» **Given records**:
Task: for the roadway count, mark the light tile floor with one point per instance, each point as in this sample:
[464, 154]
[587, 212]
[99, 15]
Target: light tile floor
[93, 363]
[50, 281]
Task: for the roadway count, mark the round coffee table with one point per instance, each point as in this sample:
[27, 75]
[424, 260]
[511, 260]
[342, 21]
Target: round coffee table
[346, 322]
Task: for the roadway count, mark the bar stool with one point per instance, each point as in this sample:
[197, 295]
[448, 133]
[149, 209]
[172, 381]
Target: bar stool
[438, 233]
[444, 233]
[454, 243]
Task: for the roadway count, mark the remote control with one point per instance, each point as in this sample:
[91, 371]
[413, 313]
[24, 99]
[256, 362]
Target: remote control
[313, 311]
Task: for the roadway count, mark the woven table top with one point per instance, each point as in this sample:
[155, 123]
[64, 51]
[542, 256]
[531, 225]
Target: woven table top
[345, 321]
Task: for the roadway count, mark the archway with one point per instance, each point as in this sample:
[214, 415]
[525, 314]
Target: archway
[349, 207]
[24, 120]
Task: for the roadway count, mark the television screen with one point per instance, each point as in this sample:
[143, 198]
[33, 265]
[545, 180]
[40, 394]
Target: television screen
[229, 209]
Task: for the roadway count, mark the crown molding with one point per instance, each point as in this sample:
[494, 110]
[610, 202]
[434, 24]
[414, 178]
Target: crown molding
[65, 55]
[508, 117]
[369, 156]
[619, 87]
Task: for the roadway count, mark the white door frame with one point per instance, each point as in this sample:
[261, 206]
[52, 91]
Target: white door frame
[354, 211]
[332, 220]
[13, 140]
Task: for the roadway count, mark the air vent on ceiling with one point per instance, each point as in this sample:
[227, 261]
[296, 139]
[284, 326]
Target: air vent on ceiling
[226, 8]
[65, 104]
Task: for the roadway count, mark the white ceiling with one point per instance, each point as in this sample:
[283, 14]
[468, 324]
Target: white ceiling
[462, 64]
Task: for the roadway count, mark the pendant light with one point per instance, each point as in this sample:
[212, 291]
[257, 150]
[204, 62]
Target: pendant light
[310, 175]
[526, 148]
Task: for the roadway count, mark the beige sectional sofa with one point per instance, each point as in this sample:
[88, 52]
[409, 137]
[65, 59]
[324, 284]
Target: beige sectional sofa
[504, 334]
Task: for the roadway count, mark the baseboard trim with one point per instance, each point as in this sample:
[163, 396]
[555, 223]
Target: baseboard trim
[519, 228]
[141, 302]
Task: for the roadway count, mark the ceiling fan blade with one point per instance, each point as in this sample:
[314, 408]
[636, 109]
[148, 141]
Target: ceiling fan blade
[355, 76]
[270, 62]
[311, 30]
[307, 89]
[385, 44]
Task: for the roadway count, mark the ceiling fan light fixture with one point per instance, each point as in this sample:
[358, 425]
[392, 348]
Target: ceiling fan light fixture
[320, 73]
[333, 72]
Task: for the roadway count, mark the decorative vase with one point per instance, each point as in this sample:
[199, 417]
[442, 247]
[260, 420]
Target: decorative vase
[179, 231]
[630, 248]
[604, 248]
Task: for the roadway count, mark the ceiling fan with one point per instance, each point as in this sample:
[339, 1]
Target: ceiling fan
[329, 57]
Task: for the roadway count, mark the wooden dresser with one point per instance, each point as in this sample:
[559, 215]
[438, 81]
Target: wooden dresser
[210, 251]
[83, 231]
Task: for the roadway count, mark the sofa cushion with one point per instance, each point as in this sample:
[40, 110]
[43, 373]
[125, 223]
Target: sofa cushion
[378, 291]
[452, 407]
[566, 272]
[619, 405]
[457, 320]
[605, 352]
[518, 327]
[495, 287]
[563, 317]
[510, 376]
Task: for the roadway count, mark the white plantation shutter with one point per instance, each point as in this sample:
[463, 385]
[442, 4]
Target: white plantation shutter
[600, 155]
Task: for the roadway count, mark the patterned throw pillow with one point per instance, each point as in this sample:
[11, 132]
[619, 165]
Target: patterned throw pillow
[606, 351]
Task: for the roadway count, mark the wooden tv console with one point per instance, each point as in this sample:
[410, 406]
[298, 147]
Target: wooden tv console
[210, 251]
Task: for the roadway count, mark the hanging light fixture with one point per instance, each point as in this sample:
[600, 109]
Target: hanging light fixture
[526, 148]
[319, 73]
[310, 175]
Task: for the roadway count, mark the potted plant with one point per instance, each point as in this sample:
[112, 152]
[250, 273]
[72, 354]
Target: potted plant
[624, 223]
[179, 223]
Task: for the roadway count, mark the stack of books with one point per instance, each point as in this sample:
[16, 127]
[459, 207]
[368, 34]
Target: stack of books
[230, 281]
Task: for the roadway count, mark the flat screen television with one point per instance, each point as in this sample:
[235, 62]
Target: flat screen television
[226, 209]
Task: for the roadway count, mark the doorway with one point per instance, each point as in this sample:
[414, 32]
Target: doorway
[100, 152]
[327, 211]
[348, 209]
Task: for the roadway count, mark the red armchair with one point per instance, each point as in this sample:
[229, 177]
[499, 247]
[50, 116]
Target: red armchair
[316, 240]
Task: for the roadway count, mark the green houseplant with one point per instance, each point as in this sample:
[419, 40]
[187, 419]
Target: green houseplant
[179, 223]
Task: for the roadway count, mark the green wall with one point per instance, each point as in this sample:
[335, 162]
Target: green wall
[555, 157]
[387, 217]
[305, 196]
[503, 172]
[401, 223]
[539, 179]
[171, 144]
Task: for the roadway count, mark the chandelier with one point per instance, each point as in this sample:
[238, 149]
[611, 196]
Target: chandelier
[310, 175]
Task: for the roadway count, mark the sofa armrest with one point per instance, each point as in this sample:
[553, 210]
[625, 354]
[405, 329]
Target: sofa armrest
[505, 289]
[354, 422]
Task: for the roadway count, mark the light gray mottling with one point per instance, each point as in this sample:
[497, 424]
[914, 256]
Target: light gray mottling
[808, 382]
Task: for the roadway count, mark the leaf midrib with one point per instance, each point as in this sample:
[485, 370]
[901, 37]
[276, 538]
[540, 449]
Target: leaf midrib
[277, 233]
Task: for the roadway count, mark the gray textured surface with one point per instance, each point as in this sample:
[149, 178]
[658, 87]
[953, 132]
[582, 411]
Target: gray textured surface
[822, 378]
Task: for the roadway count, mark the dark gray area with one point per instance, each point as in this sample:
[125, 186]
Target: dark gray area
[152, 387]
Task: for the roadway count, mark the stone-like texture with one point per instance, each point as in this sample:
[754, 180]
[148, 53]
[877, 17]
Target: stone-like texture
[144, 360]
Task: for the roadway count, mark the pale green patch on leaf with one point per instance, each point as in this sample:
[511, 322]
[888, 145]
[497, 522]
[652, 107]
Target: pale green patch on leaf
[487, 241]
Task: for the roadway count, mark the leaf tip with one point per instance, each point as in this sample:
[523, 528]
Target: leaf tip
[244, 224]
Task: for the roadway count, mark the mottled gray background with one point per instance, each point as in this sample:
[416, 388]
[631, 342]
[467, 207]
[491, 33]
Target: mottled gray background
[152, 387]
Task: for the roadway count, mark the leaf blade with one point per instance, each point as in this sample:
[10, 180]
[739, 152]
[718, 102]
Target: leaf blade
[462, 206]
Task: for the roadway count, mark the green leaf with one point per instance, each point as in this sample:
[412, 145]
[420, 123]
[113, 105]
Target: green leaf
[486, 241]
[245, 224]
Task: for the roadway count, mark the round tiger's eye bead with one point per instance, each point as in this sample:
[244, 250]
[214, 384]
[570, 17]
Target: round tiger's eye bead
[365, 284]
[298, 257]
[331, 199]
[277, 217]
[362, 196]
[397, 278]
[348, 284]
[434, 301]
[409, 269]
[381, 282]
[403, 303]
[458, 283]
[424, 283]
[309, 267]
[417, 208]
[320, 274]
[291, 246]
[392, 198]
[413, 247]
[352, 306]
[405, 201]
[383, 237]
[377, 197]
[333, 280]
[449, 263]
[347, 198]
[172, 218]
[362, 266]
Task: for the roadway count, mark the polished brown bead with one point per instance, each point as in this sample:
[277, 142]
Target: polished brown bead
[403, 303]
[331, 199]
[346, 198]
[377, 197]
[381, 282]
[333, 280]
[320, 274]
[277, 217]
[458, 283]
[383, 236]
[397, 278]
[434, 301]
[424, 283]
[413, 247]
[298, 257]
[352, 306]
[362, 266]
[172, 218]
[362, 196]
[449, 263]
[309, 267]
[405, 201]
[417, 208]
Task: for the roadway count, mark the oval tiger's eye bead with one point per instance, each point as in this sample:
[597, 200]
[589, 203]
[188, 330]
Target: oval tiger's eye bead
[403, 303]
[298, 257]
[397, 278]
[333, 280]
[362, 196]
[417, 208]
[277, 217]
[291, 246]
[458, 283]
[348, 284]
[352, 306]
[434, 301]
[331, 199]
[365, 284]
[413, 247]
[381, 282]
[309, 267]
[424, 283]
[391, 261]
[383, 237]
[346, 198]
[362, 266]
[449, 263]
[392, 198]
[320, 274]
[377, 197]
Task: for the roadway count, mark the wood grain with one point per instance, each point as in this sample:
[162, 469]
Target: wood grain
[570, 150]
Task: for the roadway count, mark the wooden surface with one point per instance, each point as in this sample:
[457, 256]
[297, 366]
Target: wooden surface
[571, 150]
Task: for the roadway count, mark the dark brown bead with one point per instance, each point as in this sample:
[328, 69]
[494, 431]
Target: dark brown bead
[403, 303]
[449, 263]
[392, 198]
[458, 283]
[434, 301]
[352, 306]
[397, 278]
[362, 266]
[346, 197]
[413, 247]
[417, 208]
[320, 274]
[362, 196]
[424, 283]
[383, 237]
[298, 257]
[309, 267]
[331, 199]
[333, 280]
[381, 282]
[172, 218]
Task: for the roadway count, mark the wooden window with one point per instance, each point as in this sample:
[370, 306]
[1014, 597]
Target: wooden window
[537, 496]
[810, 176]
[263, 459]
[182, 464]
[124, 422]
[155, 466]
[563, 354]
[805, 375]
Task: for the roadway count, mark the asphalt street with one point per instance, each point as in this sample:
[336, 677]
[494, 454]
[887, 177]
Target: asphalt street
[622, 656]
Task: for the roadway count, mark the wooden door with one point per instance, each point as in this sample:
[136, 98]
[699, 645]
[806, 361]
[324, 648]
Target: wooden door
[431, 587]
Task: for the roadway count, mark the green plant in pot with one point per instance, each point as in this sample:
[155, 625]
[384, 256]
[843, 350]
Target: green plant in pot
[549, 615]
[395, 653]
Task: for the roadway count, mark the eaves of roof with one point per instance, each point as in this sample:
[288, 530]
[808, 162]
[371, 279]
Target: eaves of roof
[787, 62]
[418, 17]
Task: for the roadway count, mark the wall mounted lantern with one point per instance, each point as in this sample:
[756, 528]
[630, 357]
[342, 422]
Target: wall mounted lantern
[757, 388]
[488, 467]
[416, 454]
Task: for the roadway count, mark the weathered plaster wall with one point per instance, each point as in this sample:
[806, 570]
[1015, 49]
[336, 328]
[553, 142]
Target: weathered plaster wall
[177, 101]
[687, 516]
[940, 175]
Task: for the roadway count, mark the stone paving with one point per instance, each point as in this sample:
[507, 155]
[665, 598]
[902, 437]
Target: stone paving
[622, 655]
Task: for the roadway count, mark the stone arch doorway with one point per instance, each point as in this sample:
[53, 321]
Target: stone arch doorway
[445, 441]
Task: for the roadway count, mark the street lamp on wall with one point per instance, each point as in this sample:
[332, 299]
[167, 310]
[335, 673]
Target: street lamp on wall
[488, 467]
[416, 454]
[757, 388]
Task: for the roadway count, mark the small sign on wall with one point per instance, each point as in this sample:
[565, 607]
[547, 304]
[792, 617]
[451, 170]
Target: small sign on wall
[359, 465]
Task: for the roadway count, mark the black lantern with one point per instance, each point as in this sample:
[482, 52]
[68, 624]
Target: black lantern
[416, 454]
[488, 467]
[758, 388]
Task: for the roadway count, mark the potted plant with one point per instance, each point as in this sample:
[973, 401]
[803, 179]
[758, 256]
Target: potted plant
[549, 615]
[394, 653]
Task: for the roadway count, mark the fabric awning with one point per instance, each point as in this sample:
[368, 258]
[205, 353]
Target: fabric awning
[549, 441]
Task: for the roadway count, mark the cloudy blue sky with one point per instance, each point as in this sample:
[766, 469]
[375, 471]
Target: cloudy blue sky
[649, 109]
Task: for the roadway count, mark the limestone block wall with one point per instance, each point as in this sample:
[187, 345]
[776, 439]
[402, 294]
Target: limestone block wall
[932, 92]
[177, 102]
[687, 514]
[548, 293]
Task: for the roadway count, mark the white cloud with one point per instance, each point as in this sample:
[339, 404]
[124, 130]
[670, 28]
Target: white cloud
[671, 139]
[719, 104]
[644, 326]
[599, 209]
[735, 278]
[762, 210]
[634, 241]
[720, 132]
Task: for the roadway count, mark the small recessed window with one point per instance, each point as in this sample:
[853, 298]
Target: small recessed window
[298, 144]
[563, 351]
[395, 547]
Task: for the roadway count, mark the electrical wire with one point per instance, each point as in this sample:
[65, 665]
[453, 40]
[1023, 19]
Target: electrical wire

» **Task brief**:
Return the lines above, from the one containing "Task: for the roadway count, mark the limestone" to the end, exactly as they stand.

» **Solved exercise**:
Task: for the roadway count, mark the limestone block wall with one point per instance, each point as in this sample:
[187, 345]
[776, 439]
[402, 294]
Target: limestone block wall
[932, 92]
[177, 102]
[687, 514]
[548, 293]
Task: for the roadway count, mark the white cloud with one point per instance, each point as in this sample:
[339, 404]
[124, 130]
[670, 28]
Target: white cloud
[671, 139]
[719, 104]
[644, 326]
[599, 209]
[735, 278]
[762, 210]
[634, 241]
[720, 132]
Task: for the roadway count, mark the small recessed window with one point per instance, each point as in this sample:
[853, 298]
Target: small recessed window
[298, 144]
[563, 351]
[395, 547]
Task: for the roadway count, mark the electrical wire with one point per instance, each point as in this sample:
[65, 665]
[453, 40]
[1023, 19]
Target: electrical wire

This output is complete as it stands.